[Stored data entries]
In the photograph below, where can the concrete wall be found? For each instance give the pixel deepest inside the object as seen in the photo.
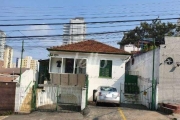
(169, 85)
(92, 69)
(27, 77)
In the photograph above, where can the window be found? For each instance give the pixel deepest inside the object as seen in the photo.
(108, 89)
(105, 68)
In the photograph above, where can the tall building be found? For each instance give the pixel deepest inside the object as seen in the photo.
(71, 30)
(28, 62)
(8, 56)
(2, 44)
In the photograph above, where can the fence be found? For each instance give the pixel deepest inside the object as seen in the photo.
(69, 96)
(136, 94)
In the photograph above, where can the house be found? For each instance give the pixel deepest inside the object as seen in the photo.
(104, 64)
(166, 72)
(19, 91)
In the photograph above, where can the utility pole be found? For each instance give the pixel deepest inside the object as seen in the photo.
(153, 80)
(22, 50)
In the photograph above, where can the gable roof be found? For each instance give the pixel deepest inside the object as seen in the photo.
(89, 46)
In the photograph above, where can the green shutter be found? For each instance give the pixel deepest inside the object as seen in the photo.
(106, 71)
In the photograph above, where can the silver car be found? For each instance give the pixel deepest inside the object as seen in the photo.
(107, 94)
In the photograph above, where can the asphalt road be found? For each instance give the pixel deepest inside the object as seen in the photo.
(103, 112)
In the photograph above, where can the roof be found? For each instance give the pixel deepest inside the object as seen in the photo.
(89, 46)
(7, 78)
(12, 70)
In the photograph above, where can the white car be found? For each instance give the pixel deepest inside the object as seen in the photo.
(107, 94)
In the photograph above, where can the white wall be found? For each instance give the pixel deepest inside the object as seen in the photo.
(142, 67)
(26, 78)
(92, 69)
(169, 85)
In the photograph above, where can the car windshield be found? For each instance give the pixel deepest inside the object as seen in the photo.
(111, 89)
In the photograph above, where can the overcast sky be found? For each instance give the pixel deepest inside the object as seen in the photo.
(62, 10)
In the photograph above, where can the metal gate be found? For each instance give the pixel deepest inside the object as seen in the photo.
(7, 96)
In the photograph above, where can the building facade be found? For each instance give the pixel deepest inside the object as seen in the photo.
(8, 56)
(71, 30)
(2, 44)
(104, 65)
(28, 62)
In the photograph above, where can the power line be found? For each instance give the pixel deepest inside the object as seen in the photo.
(37, 19)
(98, 22)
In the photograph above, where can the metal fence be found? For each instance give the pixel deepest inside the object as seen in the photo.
(62, 98)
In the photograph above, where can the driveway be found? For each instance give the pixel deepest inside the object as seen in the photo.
(103, 112)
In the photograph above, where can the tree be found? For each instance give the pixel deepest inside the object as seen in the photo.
(156, 30)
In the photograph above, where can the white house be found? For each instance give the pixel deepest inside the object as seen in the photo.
(131, 47)
(104, 64)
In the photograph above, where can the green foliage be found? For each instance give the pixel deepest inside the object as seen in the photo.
(156, 30)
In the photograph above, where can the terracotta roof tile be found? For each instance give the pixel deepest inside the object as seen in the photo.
(7, 78)
(12, 70)
(89, 46)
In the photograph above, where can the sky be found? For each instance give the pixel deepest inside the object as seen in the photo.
(61, 11)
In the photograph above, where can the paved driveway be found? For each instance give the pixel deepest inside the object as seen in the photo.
(104, 112)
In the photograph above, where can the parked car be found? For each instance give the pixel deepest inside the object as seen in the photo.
(106, 94)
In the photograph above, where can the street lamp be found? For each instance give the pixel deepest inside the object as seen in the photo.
(153, 80)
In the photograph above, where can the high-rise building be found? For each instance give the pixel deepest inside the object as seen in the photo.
(2, 44)
(8, 56)
(71, 31)
(28, 62)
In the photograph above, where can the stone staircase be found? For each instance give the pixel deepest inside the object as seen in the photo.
(170, 108)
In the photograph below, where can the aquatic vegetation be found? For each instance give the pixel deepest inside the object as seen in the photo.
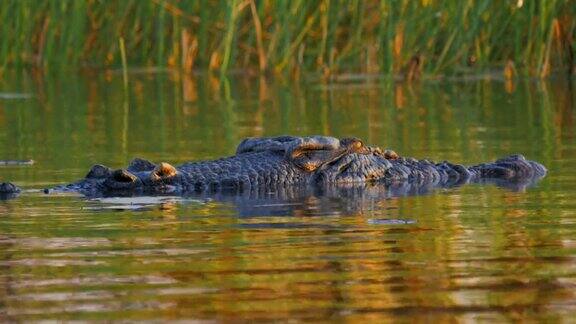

* **Problem**
In the copy, every entry must appear exactly as written, and no picture may appear.

* **Answer for this exercise**
In the photograph below, where can the concrete wall be found? For each instance give the pixel deepest inside the object as seen in the photo.
(169, 85)
(92, 69)
(27, 77)
In the photograph above, where can the window be found? For each instance give the pixel deepest inside the object as seen in the photo.
(108, 89)
(105, 68)
In the photograph above, where can the tall building be found? For each instance give the pixel deepest inside the object as seen in the photo.
(71, 30)
(28, 62)
(8, 56)
(2, 44)
In the photograph above, where can the fence be found? For each instance give the pixel deepest inside the object as seen in the photo.
(69, 96)
(136, 94)
In the photograph above, where can the house be found? For each instance give the pixel deepest inside the object as seen in the photo.
(104, 64)
(166, 72)
(19, 91)
In the photograph above, where can the utility pole be found? For each instance give the pixel deepest inside the object as seen in the photo.
(153, 80)
(22, 50)
In the photograph above, where can the gable roof be found? For each instance give the pixel deepest inside the object as seen in the photo.
(89, 46)
In the photograph above, where can the green shutter be found? For each instance give the pixel deepest inside the object as seen in the photo.
(106, 71)
In the photograph above, where can the silver car be found? For each instance give the pixel deepest inside the object as seen in the photo.
(107, 94)
In the photograph above, where can the asphalt road be found? For each instance give the pixel deepest inside the object as seen in the photo.
(103, 112)
In the photograph above, where can the roof be found? For each instance give the pixel deepest inside the object as seen in the photo.
(89, 46)
(7, 78)
(12, 70)
In the photograph above, where can the white car be found? For each instance give the pixel deepest inside the object as seen in the photo.
(107, 94)
In the photograph above, where can the white wall be found? For each instance give the pixel deepest inside the object as seen in the photo.
(142, 67)
(26, 78)
(92, 69)
(169, 85)
In the photograph above, where can the car windshield be found? For each instance give the pixel deepest inside the object as seen in the photo.
(111, 89)
In the photograph above, where can the overcast sky be found? For each instance give the pixel deepest inside the object as seen in the photo.
(62, 10)
In the photograph above, where can the metal gate be found? For each instance give the pixel deepest inside the object as seen in the photo.
(7, 96)
In the photograph above, where can the building facade be found? For each instance give the pixel deepest inside the object as seen in the photo.
(8, 56)
(71, 30)
(2, 44)
(104, 65)
(28, 62)
In the photograph above, where can the power line be found? For each instance give the pixel deepest inside the object as seen in the photo.
(37, 19)
(98, 22)
In the photograph above, where can the metal fence be found? For each instance give the pixel deepest inside the object as seen in the photo.
(62, 98)
In the photograph above, where can the driveway be found? For each instance give the pixel deepest inside the object as seen in the photo.
(103, 112)
In the photograph above, where can the tree be found? For each instance give the pixel deepest inside the object as seen in the photo.
(156, 30)
In the photograph above, where can the white house be found? For each instance give the pixel deepest inside the object as seen in the photo.
(131, 47)
(104, 64)
In the photograph above, where can the green foliage be found? For each instance give the pixel deepest inside the object as seen in the photo.
(156, 30)
In the photograph above, where can the terracotta roof tile be found? For each instance give the pixel deepest inside the object as seen in the photo.
(7, 78)
(12, 70)
(89, 46)
In the photograph above, where can the sky be found? For each instance give the pixel deepest inside the object as seen in the photo.
(61, 11)
In the photograph above, where can the paved driveway be found? For each instance give the pixel deepest inside the object as seen in the photo.
(104, 112)
In the photograph above, where can the parked car be found? For each instance give the pixel deepest inside the object as seen in the photo.
(106, 94)
In the photograph above, where can the street lamp be found? For each instance give the pixel deepest inside the object as seen in the photo.
(153, 80)
In the photograph above, where can the high-rise building be found? For each instance give the pixel deepest inside the object as seen in the photo.
(2, 44)
(8, 56)
(71, 31)
(28, 62)
In the photograph above, where can the stone staircase be found? For each instance give the pixel deepest inside the object as seen in the photo.
(170, 108)
In the photograph below, where can the aquatic vegetation be found? For each instance give the pixel deepest inside the object as seen in the photo.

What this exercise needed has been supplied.